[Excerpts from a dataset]

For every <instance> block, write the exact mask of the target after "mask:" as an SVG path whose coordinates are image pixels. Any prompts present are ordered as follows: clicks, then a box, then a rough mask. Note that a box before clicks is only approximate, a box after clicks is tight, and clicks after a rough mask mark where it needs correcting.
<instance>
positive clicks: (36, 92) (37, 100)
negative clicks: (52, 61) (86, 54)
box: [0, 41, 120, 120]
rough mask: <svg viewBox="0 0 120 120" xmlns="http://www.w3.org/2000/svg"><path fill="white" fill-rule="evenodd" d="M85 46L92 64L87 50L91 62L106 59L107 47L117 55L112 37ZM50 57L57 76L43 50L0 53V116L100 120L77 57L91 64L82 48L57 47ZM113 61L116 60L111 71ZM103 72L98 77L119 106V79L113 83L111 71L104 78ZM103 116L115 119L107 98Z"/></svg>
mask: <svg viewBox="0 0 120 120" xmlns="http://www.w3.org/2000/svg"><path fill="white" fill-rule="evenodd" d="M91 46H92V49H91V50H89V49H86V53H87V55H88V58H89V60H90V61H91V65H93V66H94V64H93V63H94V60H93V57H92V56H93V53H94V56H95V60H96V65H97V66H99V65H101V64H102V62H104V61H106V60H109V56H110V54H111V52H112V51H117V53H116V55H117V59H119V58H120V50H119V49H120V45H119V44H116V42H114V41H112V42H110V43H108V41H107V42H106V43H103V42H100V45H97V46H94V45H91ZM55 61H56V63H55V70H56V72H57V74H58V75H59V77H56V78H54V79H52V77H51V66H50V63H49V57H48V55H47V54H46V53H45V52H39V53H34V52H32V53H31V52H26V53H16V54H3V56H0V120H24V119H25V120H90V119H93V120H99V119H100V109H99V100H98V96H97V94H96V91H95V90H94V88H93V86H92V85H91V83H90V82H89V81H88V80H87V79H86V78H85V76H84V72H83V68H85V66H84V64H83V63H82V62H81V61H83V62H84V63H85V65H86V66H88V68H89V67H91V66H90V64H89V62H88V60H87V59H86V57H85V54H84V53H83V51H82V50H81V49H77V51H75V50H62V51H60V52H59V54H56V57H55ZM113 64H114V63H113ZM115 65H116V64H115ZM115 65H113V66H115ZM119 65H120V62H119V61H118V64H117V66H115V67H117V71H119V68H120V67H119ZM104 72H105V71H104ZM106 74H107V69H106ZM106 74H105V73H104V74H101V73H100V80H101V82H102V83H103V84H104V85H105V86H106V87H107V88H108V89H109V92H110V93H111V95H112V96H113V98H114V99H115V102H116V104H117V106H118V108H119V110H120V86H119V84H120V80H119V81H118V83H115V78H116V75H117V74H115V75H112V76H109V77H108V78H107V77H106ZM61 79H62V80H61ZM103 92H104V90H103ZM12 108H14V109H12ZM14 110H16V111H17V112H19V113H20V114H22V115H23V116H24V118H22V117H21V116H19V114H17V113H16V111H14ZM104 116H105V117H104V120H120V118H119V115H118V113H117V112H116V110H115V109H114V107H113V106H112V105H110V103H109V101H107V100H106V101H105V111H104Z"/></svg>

*Task statement*.
All of the entries, from the first line to the last, should be duplicated exactly.

*Exercise answer*.
For every <instance> block, write the exact mask of the target after "mask:" as an SVG path whose coordinates are image pixels. Any prompts present are ordered as follows: clicks, then a box, then a rough mask. Note that a box before clicks is only approximate, a box after clicks is tight, and clicks after a rough mask mark where it needs correcting.
<instance>
positive clicks: (36, 92) (37, 100)
negative clicks: (52, 61) (86, 54)
box: [0, 41, 120, 120]
rough mask: <svg viewBox="0 0 120 120" xmlns="http://www.w3.org/2000/svg"><path fill="white" fill-rule="evenodd" d="M85 46L92 64L87 50L91 62L106 59L107 47L117 55L112 37ZM50 57L57 76L43 50L0 53V116L100 120L77 57L91 64L82 48L57 47ZM113 61L116 60L111 71ZM103 72L98 77L119 106V79L113 83L111 71L104 78ZM103 116L115 119L107 98Z"/></svg>
mask: <svg viewBox="0 0 120 120" xmlns="http://www.w3.org/2000/svg"><path fill="white" fill-rule="evenodd" d="M91 46H92V49H91V50H89V49H86V53H87V55H88V58H89V60H90V61H91V65H93V66H94V64H93V63H94V60H93V57H92V56H93V53H94V56H95V60H96V65H97V66H99V65H101V64H102V62H104V61H106V60H109V56H110V54H111V52H112V51H117V53H116V55H117V59H119V58H120V50H119V49H120V45H119V44H116V42H114V41H112V42H110V43H108V41H107V42H106V43H103V42H100V45H97V46H94V45H91ZM55 61H56V63H55V70H56V72H57V74H58V75H59V77H56V78H54V79H52V77H51V66H50V63H49V57H48V55H47V54H46V53H45V52H39V53H34V52H32V53H31V52H26V53H16V54H3V56H0V120H24V119H25V120H90V119H93V120H99V119H100V109H99V100H98V96H97V94H96V91H95V90H94V88H93V86H92V85H91V83H90V82H89V81H88V80H87V79H86V78H85V76H84V72H83V68H85V66H84V64H83V63H82V62H81V61H83V62H84V63H85V65H86V66H88V68H89V67H91V66H90V64H89V62H88V60H87V59H86V57H85V54H84V53H83V51H82V50H81V49H77V51H75V50H62V51H60V52H59V54H56V57H55ZM113 64H114V63H113ZM115 65H116V64H115ZM115 65H113V66H115ZM119 65H120V62H119V61H118V64H117V66H115V67H117V71H119V68H120V67H119ZM104 72H105V71H104ZM106 74H107V69H106ZM106 74H105V73H104V74H101V73H100V80H101V82H102V83H103V84H104V85H105V86H106V87H107V88H108V89H109V92H110V93H111V95H112V96H113V98H114V99H115V102H116V104H117V106H118V108H119V110H120V86H119V84H120V80H119V81H118V83H115V78H116V75H117V74H115V75H112V76H109V77H108V78H107V77H106ZM61 79H62V80H61ZM103 92H104V90H103ZM12 108H14V109H12ZM14 110H16V111H17V112H19V113H20V114H22V115H23V116H24V118H22V117H21V116H19V114H17V113H16V111H14ZM104 116H105V117H104V120H120V118H119V115H118V113H117V112H116V110H115V109H114V107H113V106H112V105H110V103H109V101H107V100H106V101H105V111H104Z"/></svg>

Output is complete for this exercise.